◆ **Entries from a point annotation set**:
----------------

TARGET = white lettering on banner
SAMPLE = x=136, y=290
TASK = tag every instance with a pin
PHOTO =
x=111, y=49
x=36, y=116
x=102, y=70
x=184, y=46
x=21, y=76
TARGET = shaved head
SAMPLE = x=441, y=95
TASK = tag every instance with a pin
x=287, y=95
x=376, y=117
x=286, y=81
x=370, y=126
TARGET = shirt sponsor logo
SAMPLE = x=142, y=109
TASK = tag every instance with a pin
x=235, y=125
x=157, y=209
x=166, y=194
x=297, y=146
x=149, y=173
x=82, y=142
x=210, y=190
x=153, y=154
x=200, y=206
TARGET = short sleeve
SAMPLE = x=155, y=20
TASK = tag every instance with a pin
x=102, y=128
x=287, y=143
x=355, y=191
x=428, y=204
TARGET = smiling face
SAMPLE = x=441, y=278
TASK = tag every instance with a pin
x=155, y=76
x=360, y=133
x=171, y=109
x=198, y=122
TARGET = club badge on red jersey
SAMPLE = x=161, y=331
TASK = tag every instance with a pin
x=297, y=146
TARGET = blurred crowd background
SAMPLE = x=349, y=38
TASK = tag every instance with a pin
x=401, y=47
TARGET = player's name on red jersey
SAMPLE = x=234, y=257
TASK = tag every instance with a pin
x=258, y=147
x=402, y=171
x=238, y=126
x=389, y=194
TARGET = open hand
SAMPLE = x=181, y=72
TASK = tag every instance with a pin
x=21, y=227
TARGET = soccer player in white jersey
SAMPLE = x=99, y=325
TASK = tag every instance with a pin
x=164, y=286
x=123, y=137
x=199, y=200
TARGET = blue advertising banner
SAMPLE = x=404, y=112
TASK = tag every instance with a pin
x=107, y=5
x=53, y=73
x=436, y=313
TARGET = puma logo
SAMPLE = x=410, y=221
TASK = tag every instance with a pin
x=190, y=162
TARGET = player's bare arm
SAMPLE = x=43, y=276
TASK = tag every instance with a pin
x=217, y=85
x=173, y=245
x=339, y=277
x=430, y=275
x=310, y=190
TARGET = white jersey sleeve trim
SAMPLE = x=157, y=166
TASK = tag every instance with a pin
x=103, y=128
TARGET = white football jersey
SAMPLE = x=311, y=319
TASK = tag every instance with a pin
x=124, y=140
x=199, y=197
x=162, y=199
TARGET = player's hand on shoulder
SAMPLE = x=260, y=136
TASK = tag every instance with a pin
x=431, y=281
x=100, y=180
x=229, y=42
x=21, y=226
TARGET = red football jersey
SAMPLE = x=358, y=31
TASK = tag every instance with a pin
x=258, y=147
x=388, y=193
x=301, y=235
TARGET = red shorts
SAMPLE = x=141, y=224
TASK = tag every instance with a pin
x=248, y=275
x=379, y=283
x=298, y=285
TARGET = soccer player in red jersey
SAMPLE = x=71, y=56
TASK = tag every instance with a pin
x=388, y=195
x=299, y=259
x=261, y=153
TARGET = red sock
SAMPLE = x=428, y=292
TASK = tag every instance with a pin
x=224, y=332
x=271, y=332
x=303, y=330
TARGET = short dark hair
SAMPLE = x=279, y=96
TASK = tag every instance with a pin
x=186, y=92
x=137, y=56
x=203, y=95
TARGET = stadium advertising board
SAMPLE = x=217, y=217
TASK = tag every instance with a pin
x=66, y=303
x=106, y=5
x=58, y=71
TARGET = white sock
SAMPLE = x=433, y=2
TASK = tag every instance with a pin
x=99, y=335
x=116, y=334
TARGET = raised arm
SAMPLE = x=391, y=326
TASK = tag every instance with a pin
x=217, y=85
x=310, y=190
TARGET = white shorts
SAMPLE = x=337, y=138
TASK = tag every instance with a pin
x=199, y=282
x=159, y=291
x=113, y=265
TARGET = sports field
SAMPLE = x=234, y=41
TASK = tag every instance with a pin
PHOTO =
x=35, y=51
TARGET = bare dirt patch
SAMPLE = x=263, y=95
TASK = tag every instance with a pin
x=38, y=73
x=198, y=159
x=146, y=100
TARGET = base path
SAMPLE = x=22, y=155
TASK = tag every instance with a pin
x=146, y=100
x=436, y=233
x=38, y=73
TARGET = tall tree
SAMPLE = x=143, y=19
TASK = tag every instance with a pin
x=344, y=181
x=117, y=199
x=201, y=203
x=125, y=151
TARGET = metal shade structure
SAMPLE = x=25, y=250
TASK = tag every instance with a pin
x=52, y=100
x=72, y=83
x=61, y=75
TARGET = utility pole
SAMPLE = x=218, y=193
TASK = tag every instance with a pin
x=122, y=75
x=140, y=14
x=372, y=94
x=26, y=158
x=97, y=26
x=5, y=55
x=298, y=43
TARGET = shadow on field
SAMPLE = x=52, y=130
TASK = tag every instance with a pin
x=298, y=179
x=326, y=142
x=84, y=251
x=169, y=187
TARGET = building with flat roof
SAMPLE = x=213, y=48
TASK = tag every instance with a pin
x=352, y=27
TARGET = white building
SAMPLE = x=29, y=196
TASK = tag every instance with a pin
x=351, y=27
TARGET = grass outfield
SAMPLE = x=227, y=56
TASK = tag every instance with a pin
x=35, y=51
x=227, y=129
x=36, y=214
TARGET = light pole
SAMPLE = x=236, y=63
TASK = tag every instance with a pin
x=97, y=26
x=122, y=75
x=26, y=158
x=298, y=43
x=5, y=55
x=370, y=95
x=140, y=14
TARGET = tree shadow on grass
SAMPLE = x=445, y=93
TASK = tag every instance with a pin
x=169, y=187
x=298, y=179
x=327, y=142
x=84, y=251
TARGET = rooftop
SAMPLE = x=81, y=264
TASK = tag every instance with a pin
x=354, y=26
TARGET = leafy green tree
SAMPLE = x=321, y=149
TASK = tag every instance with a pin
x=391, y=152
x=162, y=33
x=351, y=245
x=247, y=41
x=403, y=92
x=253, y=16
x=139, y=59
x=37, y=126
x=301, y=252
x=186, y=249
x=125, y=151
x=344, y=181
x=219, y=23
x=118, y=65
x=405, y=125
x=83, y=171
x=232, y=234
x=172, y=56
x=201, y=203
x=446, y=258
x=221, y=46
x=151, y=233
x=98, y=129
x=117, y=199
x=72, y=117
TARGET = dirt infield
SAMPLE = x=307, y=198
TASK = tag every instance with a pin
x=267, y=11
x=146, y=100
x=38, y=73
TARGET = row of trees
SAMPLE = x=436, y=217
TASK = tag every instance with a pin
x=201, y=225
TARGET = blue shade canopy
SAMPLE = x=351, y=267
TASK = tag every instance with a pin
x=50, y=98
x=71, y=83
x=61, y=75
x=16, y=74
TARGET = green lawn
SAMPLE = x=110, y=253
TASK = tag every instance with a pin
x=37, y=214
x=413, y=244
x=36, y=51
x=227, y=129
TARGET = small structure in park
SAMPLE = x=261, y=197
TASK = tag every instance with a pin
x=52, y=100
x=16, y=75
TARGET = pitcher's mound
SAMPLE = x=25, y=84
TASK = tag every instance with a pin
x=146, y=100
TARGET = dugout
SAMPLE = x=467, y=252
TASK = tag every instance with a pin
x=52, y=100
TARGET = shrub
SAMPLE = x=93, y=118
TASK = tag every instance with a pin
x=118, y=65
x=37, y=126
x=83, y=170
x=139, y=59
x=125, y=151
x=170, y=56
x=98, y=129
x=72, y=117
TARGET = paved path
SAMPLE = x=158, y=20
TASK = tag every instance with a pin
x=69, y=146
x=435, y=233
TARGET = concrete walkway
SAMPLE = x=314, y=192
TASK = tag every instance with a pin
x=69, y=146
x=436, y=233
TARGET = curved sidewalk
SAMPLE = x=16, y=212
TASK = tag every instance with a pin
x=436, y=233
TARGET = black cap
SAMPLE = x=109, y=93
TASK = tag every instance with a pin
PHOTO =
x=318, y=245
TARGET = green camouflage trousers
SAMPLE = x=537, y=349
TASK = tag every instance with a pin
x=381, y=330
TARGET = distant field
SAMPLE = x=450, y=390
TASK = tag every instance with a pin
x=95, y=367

----------------

◆ **Exercise objective**: Start at the line that has "TARGET = distant field" and continue through the end of the records, rewriting those lines with "tag" changed to "mark" and everything else kept the same.

◆ **Output for this task**:
TARGET = distant field
SAMPLE = x=450, y=390
TASK = mark every instance with a pin
x=95, y=367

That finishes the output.